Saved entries
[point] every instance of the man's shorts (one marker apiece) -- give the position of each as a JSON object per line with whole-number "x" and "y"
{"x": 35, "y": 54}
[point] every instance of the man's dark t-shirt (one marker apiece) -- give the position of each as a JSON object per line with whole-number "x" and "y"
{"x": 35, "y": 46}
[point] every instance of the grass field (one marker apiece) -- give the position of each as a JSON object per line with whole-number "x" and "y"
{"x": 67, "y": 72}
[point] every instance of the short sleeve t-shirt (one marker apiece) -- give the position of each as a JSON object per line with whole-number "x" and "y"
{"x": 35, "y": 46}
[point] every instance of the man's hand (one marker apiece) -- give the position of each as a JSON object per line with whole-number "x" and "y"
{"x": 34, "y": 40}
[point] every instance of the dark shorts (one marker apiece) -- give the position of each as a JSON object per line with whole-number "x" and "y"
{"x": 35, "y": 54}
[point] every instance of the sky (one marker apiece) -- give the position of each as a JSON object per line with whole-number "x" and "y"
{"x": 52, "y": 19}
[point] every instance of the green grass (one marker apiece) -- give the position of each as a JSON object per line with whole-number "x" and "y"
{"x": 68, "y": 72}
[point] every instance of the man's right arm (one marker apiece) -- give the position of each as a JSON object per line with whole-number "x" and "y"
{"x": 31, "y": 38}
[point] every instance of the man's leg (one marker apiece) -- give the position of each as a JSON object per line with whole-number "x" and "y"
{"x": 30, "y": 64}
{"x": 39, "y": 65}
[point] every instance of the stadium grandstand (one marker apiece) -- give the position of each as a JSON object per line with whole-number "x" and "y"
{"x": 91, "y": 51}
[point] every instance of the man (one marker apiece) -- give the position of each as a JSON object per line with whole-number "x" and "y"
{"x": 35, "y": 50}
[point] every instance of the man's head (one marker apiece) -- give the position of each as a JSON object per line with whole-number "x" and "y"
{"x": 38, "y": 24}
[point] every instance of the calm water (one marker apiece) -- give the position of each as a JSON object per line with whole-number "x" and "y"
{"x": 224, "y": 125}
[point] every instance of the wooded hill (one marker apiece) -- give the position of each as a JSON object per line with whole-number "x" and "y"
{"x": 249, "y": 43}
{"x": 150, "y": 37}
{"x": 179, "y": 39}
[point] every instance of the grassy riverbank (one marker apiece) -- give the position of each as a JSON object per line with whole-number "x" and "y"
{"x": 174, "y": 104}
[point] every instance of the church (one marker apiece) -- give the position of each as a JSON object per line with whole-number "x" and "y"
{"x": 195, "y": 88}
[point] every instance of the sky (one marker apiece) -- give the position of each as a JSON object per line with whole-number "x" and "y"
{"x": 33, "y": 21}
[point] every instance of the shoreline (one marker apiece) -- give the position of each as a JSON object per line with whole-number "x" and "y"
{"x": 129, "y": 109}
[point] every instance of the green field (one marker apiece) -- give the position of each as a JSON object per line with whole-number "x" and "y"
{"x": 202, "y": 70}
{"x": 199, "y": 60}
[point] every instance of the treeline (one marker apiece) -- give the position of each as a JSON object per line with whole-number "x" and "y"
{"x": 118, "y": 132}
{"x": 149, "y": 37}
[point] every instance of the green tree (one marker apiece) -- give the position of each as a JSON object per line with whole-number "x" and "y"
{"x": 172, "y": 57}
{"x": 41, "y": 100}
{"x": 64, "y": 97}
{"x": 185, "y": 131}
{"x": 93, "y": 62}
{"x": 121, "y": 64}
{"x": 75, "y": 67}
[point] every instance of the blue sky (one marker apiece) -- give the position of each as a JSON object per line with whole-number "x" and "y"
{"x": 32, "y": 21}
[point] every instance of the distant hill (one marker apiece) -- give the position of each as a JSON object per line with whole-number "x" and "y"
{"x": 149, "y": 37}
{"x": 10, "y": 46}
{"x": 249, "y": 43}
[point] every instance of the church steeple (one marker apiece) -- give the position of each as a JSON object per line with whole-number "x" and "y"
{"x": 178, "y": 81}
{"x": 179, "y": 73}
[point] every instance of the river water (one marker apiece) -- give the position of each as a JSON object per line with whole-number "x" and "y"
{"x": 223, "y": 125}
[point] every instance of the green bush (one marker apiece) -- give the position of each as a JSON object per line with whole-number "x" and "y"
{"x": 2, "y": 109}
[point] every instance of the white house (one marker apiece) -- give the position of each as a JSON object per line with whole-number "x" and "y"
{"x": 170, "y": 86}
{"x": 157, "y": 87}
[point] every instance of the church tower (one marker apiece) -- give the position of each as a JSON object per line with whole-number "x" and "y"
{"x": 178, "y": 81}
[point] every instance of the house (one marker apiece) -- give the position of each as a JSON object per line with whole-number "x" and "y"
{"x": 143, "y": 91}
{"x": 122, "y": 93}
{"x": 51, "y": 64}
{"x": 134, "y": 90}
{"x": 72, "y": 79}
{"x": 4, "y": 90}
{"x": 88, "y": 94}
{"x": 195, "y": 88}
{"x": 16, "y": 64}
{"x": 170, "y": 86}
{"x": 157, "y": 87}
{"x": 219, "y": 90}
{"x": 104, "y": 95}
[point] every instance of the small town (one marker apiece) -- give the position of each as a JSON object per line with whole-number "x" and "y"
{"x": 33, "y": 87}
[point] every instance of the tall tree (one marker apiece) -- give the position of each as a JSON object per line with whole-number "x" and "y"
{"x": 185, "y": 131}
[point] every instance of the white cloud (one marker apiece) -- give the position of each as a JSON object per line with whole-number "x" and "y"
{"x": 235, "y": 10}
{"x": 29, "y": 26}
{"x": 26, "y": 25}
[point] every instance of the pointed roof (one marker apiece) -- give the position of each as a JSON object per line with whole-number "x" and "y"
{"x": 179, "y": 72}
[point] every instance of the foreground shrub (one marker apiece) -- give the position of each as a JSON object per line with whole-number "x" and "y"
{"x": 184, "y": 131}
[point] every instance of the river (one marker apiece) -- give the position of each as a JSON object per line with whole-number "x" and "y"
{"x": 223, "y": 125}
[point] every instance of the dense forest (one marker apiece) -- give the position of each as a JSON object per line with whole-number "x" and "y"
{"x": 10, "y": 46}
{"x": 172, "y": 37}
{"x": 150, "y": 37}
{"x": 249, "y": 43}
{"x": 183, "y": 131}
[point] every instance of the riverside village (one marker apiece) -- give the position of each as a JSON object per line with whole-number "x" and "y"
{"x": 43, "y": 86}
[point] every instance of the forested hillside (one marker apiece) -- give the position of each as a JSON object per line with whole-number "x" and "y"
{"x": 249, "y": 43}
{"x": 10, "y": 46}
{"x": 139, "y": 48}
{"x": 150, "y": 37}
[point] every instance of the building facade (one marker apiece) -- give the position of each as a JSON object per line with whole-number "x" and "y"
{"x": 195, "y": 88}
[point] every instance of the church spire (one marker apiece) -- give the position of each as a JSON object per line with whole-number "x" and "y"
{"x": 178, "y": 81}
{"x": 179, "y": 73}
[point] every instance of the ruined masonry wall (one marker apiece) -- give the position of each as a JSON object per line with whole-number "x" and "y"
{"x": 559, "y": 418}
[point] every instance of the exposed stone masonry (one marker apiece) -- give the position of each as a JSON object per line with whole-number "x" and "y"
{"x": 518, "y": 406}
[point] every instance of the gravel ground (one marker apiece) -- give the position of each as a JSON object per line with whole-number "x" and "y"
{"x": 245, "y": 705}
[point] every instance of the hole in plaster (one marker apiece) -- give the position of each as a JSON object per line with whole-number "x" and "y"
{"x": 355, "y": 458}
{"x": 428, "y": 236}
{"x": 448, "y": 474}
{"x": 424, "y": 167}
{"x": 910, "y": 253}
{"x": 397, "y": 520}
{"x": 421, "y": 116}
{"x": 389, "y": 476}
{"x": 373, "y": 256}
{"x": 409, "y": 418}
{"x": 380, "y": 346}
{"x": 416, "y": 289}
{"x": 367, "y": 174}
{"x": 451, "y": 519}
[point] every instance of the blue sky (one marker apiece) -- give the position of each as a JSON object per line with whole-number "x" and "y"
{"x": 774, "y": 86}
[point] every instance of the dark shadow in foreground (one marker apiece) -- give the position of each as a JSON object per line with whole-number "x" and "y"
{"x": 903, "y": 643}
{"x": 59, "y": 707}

---

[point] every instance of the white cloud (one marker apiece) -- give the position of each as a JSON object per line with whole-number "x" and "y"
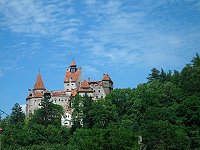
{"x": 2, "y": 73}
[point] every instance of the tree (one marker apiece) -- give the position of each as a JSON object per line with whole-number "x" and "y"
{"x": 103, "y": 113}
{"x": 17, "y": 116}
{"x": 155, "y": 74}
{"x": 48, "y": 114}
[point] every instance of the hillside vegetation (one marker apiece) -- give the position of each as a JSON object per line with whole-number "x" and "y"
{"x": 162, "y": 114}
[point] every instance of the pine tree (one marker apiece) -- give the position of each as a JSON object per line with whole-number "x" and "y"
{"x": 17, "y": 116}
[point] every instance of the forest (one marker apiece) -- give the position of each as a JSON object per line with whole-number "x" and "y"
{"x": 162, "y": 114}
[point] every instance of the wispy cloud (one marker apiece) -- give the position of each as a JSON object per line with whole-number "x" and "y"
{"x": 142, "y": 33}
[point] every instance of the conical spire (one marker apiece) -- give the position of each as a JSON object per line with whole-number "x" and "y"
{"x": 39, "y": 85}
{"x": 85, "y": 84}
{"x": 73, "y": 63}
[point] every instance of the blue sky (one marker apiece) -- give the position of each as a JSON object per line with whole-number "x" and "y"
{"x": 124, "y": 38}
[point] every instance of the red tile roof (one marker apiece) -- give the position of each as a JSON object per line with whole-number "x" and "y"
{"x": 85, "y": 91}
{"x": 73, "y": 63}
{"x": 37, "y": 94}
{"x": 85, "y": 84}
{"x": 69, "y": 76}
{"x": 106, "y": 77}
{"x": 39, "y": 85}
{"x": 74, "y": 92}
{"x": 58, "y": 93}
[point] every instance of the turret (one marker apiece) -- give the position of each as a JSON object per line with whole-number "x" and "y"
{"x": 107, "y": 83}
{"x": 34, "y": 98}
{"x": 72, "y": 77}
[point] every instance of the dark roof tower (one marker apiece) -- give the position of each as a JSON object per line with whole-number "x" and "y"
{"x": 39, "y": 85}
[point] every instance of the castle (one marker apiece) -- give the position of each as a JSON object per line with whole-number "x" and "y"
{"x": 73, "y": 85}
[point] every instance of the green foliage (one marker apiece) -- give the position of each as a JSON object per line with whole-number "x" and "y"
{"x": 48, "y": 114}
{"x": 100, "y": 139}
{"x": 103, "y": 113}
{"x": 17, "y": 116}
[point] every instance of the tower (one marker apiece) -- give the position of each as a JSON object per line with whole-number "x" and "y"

--

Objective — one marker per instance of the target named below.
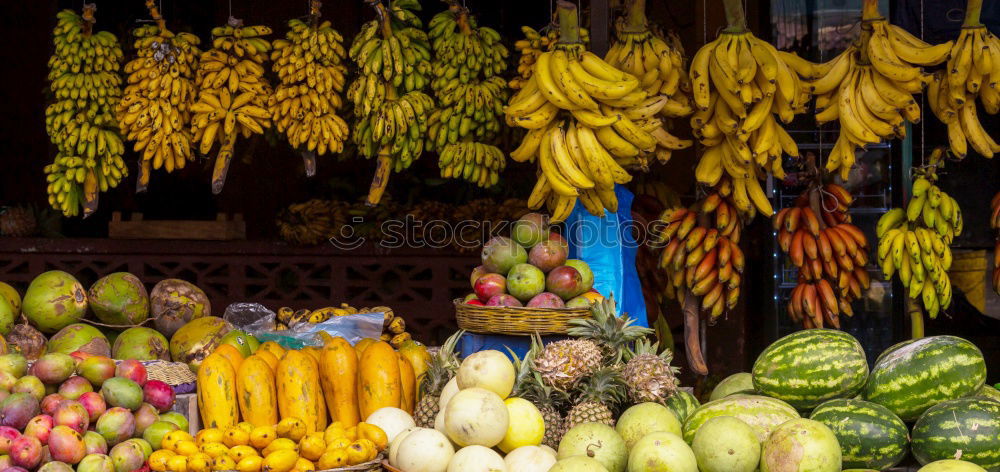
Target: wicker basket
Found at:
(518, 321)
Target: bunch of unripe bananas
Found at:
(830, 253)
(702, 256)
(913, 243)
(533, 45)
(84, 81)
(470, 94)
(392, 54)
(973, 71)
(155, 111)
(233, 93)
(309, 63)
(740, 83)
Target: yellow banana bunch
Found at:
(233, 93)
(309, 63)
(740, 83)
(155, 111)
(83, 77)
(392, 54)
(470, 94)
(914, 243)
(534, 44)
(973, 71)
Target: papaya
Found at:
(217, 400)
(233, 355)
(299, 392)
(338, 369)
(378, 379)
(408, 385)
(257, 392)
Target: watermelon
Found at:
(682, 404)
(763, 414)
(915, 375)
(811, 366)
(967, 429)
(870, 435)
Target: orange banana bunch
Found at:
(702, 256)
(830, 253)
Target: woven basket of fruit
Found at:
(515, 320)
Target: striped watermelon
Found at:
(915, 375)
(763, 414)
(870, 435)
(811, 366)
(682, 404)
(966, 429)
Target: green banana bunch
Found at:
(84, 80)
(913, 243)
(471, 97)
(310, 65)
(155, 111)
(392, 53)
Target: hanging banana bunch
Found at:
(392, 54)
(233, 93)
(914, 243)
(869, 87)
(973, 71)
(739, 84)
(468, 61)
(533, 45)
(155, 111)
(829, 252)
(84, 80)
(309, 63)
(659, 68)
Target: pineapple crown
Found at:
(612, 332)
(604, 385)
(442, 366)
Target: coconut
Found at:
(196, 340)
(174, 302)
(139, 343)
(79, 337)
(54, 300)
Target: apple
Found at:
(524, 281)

Activity:
Copy, from the data above, every line where the word "basket" appears.

Exercise answer:
Target: wicker basket
Target: woven basket of fruit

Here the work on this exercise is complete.